Estratto del testo:

La cosa mi colpiva particolarmente proprio perché la toponomastica è stata sempre un gioco di potere (non scrivo simbolico, ché fa troppo fricchettone, ma ci capiamo) mica da niente, e proprio Roma ne è un chiaro esempio, con Borgo Pio ed il Vaticano di cui sopra incastonato negli anni umbertini ed a seguire fra "Piazza Risorgimento", "Piazza Cavour" e "Via Cola di Rienzo". E di solito si calano i pezzi grossi in queste battaglie di territorio, ce lo insegna proprio l'Emilia Romagna -mi sbagliavo, Modena c'entra- con le sue strade intitolate a Lenin, a Che Guevara e seppur non più a Stalin comunque alla battaglia di Stalingrado (perlomeno a Bologna, dove la giustificazione è che all'epoca la città si chiamava così). Insomma i nemici, laici, massoni (vedi gli ossari di garibaldini al Gianicolo, ovvero sopra San Pietro, con annessa statua del barbuto nella piazza intitolata alla moglie Anita), comunisti ed affini quando hanno potuto si sono giocati i loro Big, espliciti e netti. La chiesa no.

Compito breve A: Modifica l'elenco partendo dalla riga che contiene "Question. Give the pixel coordinates of a point on the blue" e arrivando fino alla fine dell'elenco: riscrivi queste righe sostituendo "pine tree" con "fir tree" e lasciando invariato tutto il resto.

Record archiviati:
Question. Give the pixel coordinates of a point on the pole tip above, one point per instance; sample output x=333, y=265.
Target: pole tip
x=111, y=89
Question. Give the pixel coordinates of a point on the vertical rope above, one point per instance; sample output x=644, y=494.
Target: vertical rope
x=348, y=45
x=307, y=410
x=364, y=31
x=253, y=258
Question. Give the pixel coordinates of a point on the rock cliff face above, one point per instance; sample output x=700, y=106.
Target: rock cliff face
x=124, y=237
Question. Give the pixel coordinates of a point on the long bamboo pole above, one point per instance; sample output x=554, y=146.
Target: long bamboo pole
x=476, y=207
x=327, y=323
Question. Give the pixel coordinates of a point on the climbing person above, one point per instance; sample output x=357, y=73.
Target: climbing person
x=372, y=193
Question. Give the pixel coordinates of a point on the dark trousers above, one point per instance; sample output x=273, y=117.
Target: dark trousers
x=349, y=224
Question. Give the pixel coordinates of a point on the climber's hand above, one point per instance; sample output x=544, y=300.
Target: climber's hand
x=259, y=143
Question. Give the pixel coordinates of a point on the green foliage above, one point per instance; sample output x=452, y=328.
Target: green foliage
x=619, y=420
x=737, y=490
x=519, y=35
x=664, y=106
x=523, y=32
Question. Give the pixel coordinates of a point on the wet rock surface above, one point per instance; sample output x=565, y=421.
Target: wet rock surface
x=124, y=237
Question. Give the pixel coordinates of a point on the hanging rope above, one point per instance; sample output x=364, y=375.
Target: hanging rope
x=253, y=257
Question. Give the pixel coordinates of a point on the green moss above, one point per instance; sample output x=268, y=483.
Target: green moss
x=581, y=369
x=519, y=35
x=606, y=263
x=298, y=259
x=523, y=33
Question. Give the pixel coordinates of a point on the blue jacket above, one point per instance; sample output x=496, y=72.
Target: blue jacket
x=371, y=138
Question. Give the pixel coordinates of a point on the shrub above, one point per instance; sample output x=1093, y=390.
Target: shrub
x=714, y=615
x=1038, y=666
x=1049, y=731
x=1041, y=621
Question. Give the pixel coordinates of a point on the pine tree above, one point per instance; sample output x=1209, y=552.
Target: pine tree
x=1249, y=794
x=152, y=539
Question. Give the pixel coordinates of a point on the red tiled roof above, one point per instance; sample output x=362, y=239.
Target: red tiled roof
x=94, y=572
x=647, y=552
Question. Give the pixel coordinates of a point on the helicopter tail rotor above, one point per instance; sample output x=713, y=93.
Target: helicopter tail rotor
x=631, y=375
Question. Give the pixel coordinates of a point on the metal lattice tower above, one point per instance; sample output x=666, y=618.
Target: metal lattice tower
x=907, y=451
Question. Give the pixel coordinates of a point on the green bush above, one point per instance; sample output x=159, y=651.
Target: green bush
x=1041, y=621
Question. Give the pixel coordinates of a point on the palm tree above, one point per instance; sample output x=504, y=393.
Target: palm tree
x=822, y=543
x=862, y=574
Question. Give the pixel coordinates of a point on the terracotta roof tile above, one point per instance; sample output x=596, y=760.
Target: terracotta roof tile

Compito breve B: Restituisci per intero il testo sulla toponomastica, identico all'originale.

Risposta all'esercizio A:
Question. Give the pixel coordinates of a point on the blue jacket above, one point per instance; sample output x=496, y=72.
Target: blue jacket
x=371, y=138
Question. Give the pixel coordinates of a point on the shrub above, one point per instance; sample output x=1093, y=390.
Target: shrub
x=714, y=615
x=1038, y=666
x=1049, y=731
x=1041, y=621
Question. Give the pixel coordinates of a point on the fir tree above, one point per instance; sample output x=1209, y=552.
Target: fir tree
x=1249, y=794
x=152, y=539
Question. Give the pixel coordinates of a point on the red tiled roof above, one point per instance; sample output x=362, y=239.
Target: red tiled roof
x=94, y=572
x=647, y=552
Question. Give the pixel coordinates of a point on the helicopter tail rotor above, one point per instance; sample output x=713, y=93.
Target: helicopter tail rotor
x=631, y=375
Question. Give the pixel coordinates of a point on the metal lattice tower above, one point per instance; sample output x=666, y=618.
Target: metal lattice tower
x=907, y=451
Question. Give the pixel coordinates of a point on the green bush above, one point per instance; sample output x=159, y=651.
Target: green bush
x=1041, y=621
Question. Give the pixel coordinates of a point on the palm tree above, one point per instance; sample output x=504, y=393.
Target: palm tree
x=822, y=543
x=862, y=574
Question. Give the pixel coordinates of a point on the terracotta roof tile above, one point per instance; sample output x=596, y=760.
Target: terracotta roof tile

Risposta all'esercizio B:
La cosa mi colpiva particolarmente proprio perché la toponomastica è stata sempre un gioco di potere (non scrivo simbolico, ché fa troppo fricchettone, ma ci capiamo) mica da niente, e proprio Roma ne è un chiaro esempio, con Borgo Pio ed il Vaticano di cui sopra incastonato negli anni umbertini ed a seguire fra "Piazza Risorgimento", "Piazza Cavour" e "Via Cola di Rienzo". E di solito si calano i pezzi grossi in queste battaglie di territorio, ce lo insegna proprio l'Emilia Romagna -mi sbagliavo, Modena c'entra- con le sue strade intitolate a Lenin, a Che Guevara e seppur non più a Stalin comunque alla battaglia di Stalingrado (perlomeno a Bologna, dove la giustificazione è che all'epoca la città si chiamava così). Insomma i nemici, laici, massoni (vedi gli ossari di garibaldini al Gianicolo, ovvero sopra San Pietro, con annessa statua del barbuto nella piazza intitolata alla moglie Anita), comunisti ed affini quando hanno potuto si sono giocati i loro Big, espliciti e netti. La chiesa no.